** Start of DATASET EXTRACT **

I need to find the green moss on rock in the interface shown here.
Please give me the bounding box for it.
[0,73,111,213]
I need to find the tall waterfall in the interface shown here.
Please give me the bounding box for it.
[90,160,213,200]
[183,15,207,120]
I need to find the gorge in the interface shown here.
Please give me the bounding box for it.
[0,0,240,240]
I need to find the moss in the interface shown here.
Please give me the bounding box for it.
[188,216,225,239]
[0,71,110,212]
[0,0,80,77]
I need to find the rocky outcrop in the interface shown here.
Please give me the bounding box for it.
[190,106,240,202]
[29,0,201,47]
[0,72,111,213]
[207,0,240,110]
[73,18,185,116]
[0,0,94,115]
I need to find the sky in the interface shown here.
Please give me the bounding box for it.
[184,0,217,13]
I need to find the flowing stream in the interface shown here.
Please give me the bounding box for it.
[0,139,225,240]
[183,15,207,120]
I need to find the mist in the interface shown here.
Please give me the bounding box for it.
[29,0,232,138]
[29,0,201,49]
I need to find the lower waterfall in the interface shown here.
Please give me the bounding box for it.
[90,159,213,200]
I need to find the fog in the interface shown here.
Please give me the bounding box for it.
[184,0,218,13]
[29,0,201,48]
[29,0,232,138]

** End of DATASET EXTRACT **
** Start of DATASET EXTRACT **

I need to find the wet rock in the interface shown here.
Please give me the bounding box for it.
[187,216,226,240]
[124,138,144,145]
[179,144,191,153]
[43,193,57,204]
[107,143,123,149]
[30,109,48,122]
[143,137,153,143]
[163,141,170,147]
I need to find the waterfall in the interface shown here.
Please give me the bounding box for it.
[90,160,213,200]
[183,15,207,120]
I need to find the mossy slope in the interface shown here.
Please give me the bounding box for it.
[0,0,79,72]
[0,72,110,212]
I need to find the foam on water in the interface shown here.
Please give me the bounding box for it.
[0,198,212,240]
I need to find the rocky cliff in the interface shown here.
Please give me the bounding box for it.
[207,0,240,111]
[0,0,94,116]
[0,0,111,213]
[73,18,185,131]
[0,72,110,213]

** End of DATASET EXTRACT **

PROBLEM TO WORK ON
Recast the rows as a Markdown table with the columns Number and Row, one line per table row and blank lines left out. Begin at the line that has "I need to find the green" and stop after the line that has "[0,0,240,240]".

ANSWER FOR THIS EXERCISE
| Number | Row |
|---|---|
| 1 | I need to find the green moss on rock in the interface shown here. |
| 2 | Please give me the bounding box for it. |
| 3 | [0,73,111,213] |
| 4 | I need to find the tall waterfall in the interface shown here. |
| 5 | Please give me the bounding box for it. |
| 6 | [90,160,213,200] |
| 7 | [183,15,207,120] |
| 8 | I need to find the gorge in the interface shown here. |
| 9 | Please give me the bounding box for it. |
| 10 | [0,0,240,240] |